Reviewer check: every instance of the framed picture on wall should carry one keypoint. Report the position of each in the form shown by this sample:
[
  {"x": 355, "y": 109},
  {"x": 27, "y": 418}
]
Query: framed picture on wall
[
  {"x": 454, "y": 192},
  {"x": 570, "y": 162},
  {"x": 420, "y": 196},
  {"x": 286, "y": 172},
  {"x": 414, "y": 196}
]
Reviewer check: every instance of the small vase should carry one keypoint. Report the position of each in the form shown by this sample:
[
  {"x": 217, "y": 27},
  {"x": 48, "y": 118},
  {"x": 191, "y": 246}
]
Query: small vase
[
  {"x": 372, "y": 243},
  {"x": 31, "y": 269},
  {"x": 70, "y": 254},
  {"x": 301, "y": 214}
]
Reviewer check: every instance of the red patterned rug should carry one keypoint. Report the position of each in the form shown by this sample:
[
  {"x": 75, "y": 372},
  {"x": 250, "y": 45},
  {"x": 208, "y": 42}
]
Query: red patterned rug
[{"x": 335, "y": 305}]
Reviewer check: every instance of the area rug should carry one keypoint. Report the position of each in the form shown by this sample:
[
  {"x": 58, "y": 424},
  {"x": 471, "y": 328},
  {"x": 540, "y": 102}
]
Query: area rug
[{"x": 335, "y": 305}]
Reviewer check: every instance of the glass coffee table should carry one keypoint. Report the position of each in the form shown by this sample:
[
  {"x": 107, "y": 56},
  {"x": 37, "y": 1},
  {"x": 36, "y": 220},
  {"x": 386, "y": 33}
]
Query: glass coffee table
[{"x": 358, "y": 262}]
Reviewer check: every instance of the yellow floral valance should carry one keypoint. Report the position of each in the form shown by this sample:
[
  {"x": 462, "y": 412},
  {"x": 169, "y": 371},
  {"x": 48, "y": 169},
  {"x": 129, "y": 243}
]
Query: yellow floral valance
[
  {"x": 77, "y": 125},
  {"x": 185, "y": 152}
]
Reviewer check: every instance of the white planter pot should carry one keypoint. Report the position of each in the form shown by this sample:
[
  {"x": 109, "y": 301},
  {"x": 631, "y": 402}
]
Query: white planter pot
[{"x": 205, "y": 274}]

==================================================

Lines holding the string "sample" must be copied out of the entries above.

Solution below:
Reviewer check: every instance of the framed picture on wall should carry one keypoint. Report the position of each in the form shown by this sample:
Reviewer check: every instance of the small vase should carry one keypoint. Report the position of each in the form shown by this sample:
Reviewer check: every instance of the red patterned rug should carry one keypoint. Report the position of each in the form shown by this sample:
Reviewer check: every instance of the area rug should carry one keypoint. Report the position of each in the form shown by this sample:
Reviewer check: every instance of the glass coffee table should carry one keypoint. Report the position of each in the form shown by this sample:
Reviewer check: every instance of the yellow floral valance should carry one keypoint. Report the position of each in the form shown by this sample:
Reviewer check: every instance of the white planter pot should carry one keypoint. Report the position of each in the form shown by this sample:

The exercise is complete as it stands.